Task statement => Rewrite every line of the material below as a numbered list, leaving out any blank lines.

Stored data =>
........

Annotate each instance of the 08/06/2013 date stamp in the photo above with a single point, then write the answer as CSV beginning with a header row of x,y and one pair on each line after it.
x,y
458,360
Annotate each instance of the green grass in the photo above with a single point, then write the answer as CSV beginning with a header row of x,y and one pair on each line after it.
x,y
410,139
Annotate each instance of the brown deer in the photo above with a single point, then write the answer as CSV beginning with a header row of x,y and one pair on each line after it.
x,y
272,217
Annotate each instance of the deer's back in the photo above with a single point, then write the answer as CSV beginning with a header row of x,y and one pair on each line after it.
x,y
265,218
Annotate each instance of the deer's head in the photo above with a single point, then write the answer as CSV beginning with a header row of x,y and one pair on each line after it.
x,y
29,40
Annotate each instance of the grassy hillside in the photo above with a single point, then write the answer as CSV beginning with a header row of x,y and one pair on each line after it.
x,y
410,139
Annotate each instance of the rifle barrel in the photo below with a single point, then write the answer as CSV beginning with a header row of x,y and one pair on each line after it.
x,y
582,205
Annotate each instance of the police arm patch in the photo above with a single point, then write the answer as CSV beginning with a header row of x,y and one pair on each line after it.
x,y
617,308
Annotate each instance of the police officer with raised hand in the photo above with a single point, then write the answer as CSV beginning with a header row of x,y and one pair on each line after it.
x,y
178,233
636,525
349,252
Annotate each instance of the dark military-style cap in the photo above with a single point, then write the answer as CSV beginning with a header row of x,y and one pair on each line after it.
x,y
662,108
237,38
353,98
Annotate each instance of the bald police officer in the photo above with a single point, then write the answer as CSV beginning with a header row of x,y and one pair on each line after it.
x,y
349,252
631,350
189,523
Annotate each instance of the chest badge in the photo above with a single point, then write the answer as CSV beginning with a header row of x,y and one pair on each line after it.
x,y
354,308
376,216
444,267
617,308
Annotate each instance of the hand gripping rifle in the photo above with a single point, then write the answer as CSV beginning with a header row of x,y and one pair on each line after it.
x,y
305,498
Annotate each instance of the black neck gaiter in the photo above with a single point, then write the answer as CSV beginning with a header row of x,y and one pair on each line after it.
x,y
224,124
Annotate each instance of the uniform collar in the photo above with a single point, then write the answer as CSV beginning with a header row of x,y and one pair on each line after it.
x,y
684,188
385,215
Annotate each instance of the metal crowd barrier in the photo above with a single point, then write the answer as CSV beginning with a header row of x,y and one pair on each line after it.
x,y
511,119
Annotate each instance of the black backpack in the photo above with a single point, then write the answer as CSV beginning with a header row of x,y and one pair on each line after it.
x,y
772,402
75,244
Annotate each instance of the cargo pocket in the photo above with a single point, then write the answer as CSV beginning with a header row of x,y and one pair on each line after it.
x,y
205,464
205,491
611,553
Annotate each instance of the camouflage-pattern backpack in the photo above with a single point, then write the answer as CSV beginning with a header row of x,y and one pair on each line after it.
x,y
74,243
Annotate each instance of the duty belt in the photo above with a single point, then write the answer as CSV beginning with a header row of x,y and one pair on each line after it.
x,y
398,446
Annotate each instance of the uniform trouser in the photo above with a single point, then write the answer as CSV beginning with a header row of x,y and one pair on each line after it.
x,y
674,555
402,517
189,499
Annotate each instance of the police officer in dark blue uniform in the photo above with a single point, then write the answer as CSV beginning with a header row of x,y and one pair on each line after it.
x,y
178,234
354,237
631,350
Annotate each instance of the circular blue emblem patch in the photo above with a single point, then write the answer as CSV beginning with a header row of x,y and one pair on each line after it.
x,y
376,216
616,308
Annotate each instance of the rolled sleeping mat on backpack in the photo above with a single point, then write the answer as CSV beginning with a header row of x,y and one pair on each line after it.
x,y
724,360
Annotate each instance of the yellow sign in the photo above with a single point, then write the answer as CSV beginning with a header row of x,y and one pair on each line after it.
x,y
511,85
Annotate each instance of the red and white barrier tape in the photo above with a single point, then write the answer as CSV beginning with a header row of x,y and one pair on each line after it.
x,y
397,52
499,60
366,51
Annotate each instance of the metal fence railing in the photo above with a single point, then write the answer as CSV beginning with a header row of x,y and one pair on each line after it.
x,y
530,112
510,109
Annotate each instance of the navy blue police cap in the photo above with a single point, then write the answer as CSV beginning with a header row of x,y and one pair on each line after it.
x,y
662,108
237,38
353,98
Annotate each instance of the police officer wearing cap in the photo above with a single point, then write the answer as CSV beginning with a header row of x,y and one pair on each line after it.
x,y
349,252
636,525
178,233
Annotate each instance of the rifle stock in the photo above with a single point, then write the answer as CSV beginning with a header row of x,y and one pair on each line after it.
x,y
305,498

........

Result below =>
1. Annotate each instance of the 08/06/2013 date stamp in the photo above with a single point, then write the answer as CSV beginning with a header row of x,y and one pair on each line after it.
2. x,y
3. 458,360
4. Annotate each instance of the green grass in the photo above with a single point, then write the answer as CSV beginning with a header row of x,y and one pair on each line after it.
5. x,y
6. 410,139
7. Annotate each instance of the brown deer in the photo above with a single point, then write the answer as CSV beginning with a header row of x,y and one pair on each line after it.
8. x,y
9. 272,217
10. Annotate each instance of the deer's back in the photo above with a single point, then write the answer as CSV beginning with a header row of x,y and one pair on each line after it.
11. x,y
12. 265,218
13. Annotate each instance of the deer's head in the photo above with a single point, then write the answer as CSV beginning with a header row of x,y and one pair on each line after it.
14. x,y
15. 29,40
16. Annotate each instance of the grassy hillside in the photo above with a single point, then write the answer as CSV beginning with a header row of x,y and one pair on each line after it.
17. x,y
18. 410,139
19. Annotate each instance of the rifle barrel in the photo below with a single point, then write the answer as CSV beginning with a header row of x,y and one pair on each line after it.
20. x,y
21. 582,205
22. Annotate each instance of the police arm patch in the photo above with a single point, then write the answer as CSV beginning with a header row of x,y and one pair on each line after it.
23. x,y
24. 617,308
25. Annotate each instance of the police officer with raised hand in the photo above with a single point, then write the answer as CSV beginning with a header row of x,y and one pair on each line after it.
26. x,y
27. 178,233
28. 636,525
29. 349,252
30. Annotate each instance of the dark military-style cap in the photo above with a single point, then write the answer as CSV beginning with a header row of x,y and one pair on each line after it.
31. x,y
32. 662,108
33. 237,38
34. 353,98
35. Annotate each instance of the bald police officer in the photo above with a single point, then write the answer as CSV beginning with a header row of x,y and one pair on each line after it.
36. x,y
37. 349,252
38. 631,350
39. 189,523
40. Annotate each instance of the chest badge in the photo above with a single point, then write the answer as CSV beginning with a header row of x,y and one pair on each line after it.
41. x,y
42. 354,308
43. 376,216
44. 444,267
45. 617,308
46. Annotate each instance of the hand gripping rifle in the photo above with a single point, then write the answer as CSV beginning with a header row of x,y and one pair on each line after it.
47. x,y
48. 305,498
49. Annotate each instance of the black neck gaiter in the photo above with a single point, then write the answer as CSV beginning with a header row of x,y and one pair on each line after it.
50. x,y
51. 224,124
52. Annotate each instance of the uniform collar in the photo above with a single point, then write the answer as CSV beginning with a header row of x,y and one pair on each line after it.
53. x,y
54. 684,188
55. 385,215
56. Annotate each instance of the metal crowd barrier in the photo above with a single point, then write the answer as CSV beginning with a header row of x,y and one pair on each line after it.
57. x,y
58. 511,119
59. Annotate each instance of the black backpack in the photo above with a single point, then write the answer as CSV beginning with a header row of x,y and one pair on each line after it.
60. x,y
61. 772,402
62. 75,244
63. Annotate each instance of the cargo pocket in the photo above with a single point, then write the answer as CSV beginning with a header row of x,y and one pair on each line after it.
64. x,y
65. 205,464
66. 205,491
67. 611,553
68. Annotate each instance of the camouflage-pattern backpack in the photo above with a single point, then write the answer as CSV beginning with a header row of x,y and one pair on each line after it.
69. x,y
70. 74,243
71. Annotate each instance of the duty belt in the photo above with a single point, then write the answer as CSV beginning with a header row of x,y and one pair on each line after it.
72. x,y
73. 398,446
74. Annotate each instance of the uniform trouser in the photo above with a single point, then write the answer as CSV beginning with a header row of x,y and one pair on each line after it.
75. x,y
76. 674,555
77. 402,517
78. 189,499
79. Annotate each instance of the police officer in dark blue uniform in the photo above with a single point, then write the answer as CSV beginning with a header row of x,y and one pair on each line after it.
80. x,y
81. 178,234
82. 354,237
83. 631,350
84. Annotate each instance of the circular blue emblem patch in the photo above with a single point, then write the answer as CSV beginning with a header row of x,y and one pair on each line after it.
85. x,y
86. 376,216
87. 616,308
88. Annotate each instance of the rolled sleeping mat on backpack in the photo above with a single point, then write the answer as CSV beginning with a header row of x,y and one pair on each line after it.
89. x,y
90. 724,360
91. Annotate each instance of the yellow sign in the photo above with a single point, then write the answer as CSV beginning with a header row of x,y and one pair on each line after it.
92. x,y
93. 511,85
94. Annotate each instance of the red and white barrier tape in the photo above with a single point, then write the answer as CSV beginning with a header row of x,y and one pair on each line after it.
95. x,y
96. 397,52
97. 499,60
98. 366,51
99. Annotate each instance of the metal fence railing in the photo above with a single point, then write the answer as CSV beginning with a header row of x,y and one pair on each line after it.
100. x,y
101. 530,112
102. 510,109
103. Annotate each instance of the navy blue police cap in the photo above with a single point, then write the answer as CSV beginning with a header row of x,y and one pair on each line after it.
104. x,y
105. 662,108
106. 237,38
107. 353,98
108. Annotate each instance of the police officer wearing cap in the photo above with a single point, then write the answer as CSV beginning with a header row of x,y and one pair on each line after it.
109. x,y
110. 349,252
111. 636,525
112. 178,233
113. Annotate each instance of the rifle stock in the photo above with a single point, then write the answer as CSV beginning with a header row of x,y and one pair on each line after it.
114. x,y
115. 305,498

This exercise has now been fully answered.